Outdated public health data exchange infrastructure delayed the Oklahoma State Department of Health’s (OSDH) COVID-19 case reporting processes.

Oklahoma State Department of Health (OSDH) personnel had to manually enter COVID-19 case reporting data at the height of the pandemic due to antiquated public health data exchange infrastructure, according to reporting from Oklahoma’s KFOR News.

The time it took for OSDH officials to enter case reporting data reportedly slowed down contact tracing efforts.  

According to a February Oklahoma Legislative Office of Fiscal Transparency (LOFT) report, as new cases rose 205 percent, contact tracing reduced 65 percent.

Former state epidemiologist, Jared Taylor, DVM, MPH, PhD, DACVIM (LA), DACVP, told KFOR that OSDH’s systemic data exchange problems stemmed from the department’s outdated computer system, PHIDDO, or Public Health Investigation + Disease Detection of Oklahoma.

OSDH began using PHIDDO in the early 2000s. Taylor, who now serves as chief medical officer for the state, noted that the department was going to update its system going into 2020 before COVID-19 hit.

The flow of new COVID-19 cases during the pandemic’s first peak lead to computer crashes, KFOR reported.

Labs and healthcare providers faxed in test results, which required burdensome data entry processes, Taylor noted.

“When we got those flat files, when we got those faxes, when we got secure emails, we had our personnel going into PHIDDO entering the relevant data by hand, manually,” said Taylor.

Taylor said, one day in April, some 1,300 extra cases were announced that had fallen through the cracks in late 2020.

“We had some instances where those facilities simply were not reporting at all,” said Taylor.

A recent national Politico article noted that “state officials struggled to control the spread of COVID-19 because their outdated surveillance systems did not allow them to collect and analyze data in real-time.”

The Politico article noted that Oklahoma was not alone; dozens of other states had similar COVID-19 case reporting issues.

“Overall, I think it’s a fair characterization,” said Taylor. “We were struggling with technology. PHIDDO certainly was an extremely weak link. It was not set up to handle this volume.”

Jolianne Stone, MPH, state epidemiologist in Oklahoma, noted that after COVID-19 highlighted the state’s poor public health data exchange infrastructure, OSDH has rethought entire processes.

“Certainly, we have learned a lot of the last year,” Stone told KFOR. “We are driving change and we are updating our systems. We are doing everything that we can to ensure that we can stay ahead of this pandemic and even the next pandemic.”
___
ASSIGNMENT 1:
Please answer these questions from the excerpt on Oklahoma's COVID-19 case reporting:
(a) In what period did OSDH begin using PHIDDO?
(b) Per the February LOFT report, by what percent did contact tracing fall as new cases rose 205 percent?
(c) Who is named as the current state epidemiologist in Oklahoma?
ASSIGNMENT 2: Write a continuation of the article on Oklahoma's COVID-19 case reporting, picking up after its final quote from Stone.
___
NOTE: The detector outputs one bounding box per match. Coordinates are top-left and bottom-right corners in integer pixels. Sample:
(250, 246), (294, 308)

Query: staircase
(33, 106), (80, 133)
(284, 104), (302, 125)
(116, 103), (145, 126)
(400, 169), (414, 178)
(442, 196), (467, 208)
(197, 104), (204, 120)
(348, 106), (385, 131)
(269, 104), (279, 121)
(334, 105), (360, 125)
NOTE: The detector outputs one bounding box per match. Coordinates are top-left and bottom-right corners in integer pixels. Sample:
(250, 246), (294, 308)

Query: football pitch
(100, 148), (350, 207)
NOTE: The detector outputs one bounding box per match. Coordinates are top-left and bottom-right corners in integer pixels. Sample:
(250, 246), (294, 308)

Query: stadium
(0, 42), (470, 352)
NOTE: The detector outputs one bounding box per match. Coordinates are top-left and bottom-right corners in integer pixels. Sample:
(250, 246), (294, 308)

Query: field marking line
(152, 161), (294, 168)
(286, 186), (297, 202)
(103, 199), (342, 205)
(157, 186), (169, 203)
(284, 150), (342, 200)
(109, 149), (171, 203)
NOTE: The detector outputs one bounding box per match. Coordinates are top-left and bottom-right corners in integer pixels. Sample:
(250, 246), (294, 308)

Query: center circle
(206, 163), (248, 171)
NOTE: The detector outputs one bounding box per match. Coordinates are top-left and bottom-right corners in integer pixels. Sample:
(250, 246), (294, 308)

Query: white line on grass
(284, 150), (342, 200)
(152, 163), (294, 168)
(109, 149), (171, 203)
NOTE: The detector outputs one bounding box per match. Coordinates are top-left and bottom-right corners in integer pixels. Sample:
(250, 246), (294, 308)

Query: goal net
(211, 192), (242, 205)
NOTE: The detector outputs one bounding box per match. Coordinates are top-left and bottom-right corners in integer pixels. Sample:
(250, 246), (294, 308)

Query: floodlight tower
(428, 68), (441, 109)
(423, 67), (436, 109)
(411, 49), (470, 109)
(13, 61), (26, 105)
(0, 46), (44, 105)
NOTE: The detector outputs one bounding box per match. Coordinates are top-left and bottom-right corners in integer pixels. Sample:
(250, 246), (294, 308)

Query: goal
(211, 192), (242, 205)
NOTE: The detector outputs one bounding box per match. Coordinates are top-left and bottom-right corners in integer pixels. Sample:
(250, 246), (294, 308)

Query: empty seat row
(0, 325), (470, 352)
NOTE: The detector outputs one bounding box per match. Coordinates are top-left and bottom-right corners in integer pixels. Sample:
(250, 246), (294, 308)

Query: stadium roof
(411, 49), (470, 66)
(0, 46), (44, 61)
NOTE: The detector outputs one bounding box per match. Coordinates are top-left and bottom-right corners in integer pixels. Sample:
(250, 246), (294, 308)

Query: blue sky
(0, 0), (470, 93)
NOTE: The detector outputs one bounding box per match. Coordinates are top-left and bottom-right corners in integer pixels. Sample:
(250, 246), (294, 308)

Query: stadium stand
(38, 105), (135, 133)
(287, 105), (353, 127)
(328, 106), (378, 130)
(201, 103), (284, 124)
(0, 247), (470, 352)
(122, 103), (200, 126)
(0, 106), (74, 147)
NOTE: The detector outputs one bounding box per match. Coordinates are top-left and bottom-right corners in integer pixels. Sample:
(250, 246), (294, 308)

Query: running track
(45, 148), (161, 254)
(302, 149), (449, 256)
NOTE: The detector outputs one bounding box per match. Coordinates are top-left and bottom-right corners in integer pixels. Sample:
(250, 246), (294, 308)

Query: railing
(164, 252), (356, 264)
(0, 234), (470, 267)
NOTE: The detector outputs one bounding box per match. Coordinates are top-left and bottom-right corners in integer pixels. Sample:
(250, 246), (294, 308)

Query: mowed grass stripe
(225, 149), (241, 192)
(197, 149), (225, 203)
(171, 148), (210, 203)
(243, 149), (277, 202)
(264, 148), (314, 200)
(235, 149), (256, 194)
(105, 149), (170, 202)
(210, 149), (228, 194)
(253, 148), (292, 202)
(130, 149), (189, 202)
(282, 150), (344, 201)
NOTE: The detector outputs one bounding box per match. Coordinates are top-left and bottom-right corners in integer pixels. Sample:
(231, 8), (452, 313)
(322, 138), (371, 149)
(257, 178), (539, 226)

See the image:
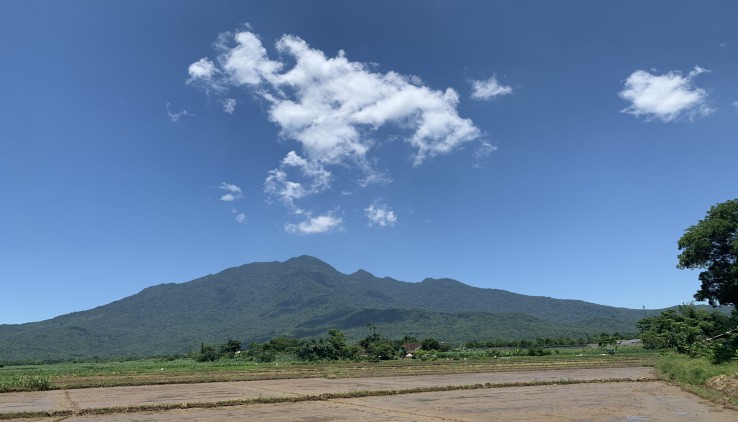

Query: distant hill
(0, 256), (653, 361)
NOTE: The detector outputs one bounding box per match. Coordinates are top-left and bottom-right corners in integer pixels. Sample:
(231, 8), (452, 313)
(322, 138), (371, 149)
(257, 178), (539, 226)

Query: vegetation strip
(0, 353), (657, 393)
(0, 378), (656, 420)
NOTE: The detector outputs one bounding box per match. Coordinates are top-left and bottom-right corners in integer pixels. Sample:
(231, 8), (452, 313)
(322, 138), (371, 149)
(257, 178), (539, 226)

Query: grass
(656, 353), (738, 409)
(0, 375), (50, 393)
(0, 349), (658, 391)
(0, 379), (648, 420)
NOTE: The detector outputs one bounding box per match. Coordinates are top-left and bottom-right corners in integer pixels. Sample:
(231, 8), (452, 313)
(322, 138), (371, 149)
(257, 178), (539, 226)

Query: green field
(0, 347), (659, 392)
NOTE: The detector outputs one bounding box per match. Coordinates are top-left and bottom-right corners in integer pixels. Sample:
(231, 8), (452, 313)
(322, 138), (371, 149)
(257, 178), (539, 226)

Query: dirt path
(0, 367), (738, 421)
___
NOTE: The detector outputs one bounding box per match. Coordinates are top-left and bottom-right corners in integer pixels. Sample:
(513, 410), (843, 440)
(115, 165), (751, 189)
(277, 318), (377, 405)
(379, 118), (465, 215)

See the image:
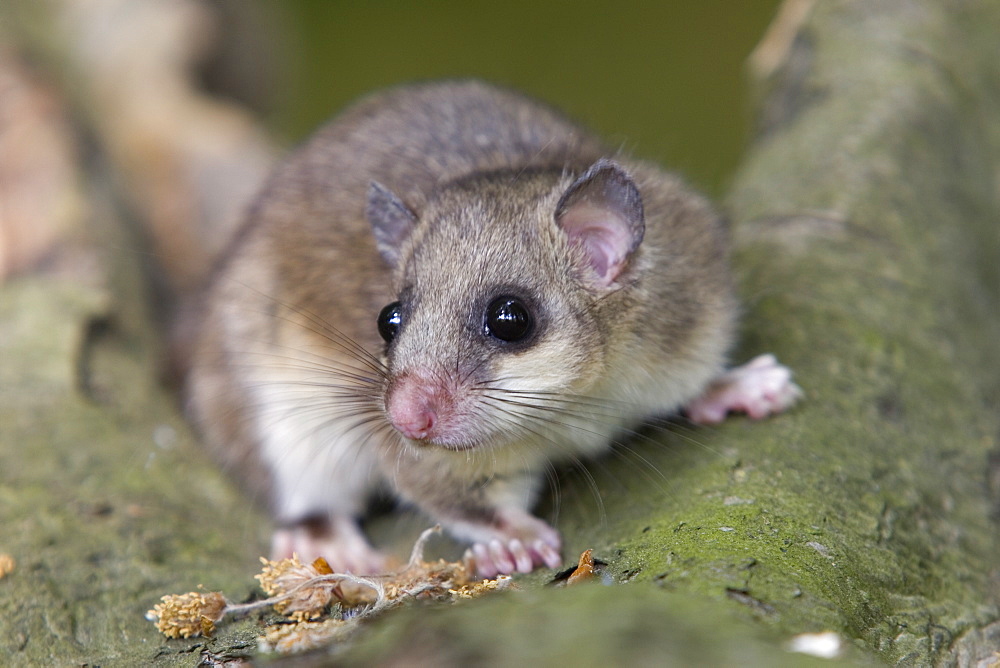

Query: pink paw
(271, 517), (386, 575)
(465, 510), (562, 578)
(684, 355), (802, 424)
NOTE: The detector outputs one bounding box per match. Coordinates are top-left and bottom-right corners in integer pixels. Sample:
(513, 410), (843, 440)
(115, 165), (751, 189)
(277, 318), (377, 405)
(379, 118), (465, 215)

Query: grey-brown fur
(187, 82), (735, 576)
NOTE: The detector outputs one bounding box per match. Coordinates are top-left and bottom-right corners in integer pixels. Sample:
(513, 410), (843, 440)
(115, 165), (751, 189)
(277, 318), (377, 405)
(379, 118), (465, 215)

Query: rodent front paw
___
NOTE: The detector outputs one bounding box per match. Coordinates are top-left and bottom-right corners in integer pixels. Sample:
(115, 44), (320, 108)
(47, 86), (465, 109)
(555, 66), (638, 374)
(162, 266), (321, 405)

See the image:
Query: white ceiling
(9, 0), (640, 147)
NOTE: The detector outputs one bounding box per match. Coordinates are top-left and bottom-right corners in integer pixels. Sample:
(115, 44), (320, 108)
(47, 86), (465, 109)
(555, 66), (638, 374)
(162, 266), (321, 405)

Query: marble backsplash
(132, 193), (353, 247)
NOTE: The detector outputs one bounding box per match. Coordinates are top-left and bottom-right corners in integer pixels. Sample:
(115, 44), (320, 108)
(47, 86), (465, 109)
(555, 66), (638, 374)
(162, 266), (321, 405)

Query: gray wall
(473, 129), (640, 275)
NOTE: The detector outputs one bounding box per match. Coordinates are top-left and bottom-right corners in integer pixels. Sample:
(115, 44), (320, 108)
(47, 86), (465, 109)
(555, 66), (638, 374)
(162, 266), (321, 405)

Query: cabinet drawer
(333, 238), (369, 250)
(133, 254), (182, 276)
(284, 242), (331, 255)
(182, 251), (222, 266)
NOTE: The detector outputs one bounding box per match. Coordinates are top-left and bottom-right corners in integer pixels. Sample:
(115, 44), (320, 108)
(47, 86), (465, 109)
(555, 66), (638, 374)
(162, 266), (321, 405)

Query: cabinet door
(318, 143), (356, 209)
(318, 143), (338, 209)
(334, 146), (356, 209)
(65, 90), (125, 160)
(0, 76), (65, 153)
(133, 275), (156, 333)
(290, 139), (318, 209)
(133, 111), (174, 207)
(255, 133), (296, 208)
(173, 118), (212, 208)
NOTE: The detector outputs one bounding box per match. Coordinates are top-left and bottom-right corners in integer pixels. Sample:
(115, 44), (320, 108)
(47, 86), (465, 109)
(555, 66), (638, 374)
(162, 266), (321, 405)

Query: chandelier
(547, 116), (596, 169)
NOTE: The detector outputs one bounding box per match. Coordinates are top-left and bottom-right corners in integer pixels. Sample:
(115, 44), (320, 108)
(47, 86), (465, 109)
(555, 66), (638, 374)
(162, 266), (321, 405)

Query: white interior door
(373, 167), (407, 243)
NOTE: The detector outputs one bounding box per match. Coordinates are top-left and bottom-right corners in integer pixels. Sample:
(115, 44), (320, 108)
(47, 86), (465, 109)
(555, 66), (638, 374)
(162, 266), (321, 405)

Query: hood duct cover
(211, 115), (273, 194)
___
EXERCISE RESULT 1:
(a) The early 2000s.
(b) 65 percent.
(c) Jolianne Stone, MPH.

EXERCISE RESULT 2:
Stone said that the department has overhauled computer systems with new Google health IT software. They have also pushed providers and labs to update case reporting practices, she added.

As the state sees an upswing in Delta variant cases, Taylor emphasized the importance of vaccine adherence and masking.

“We don’t need to have a system that can handle 4,000 or 6,000 new cases a day,” Taylor told KFOR.  “We need to avoid the situation where we have 4k or 6k cases a day. We need Oklahomans to do their part. We need them to get their vaccinations, practice social distancing, and wear a mask.”

Electronic case reporting (eCR) could help mitigate public health reporting issues.

A new FHIR application from Cerner streamlines case reporting through a cloud-based national information messaging platform, AIMS.

Developed by the Digital Bridge National Coalition and maintained by the Association of Public Health Laboratories (APHL), AIMS contains the decision support engine for trigger codes of more than a hundred conditions determined by the coalition, as well as the reporting requirements of all the state public health agencies.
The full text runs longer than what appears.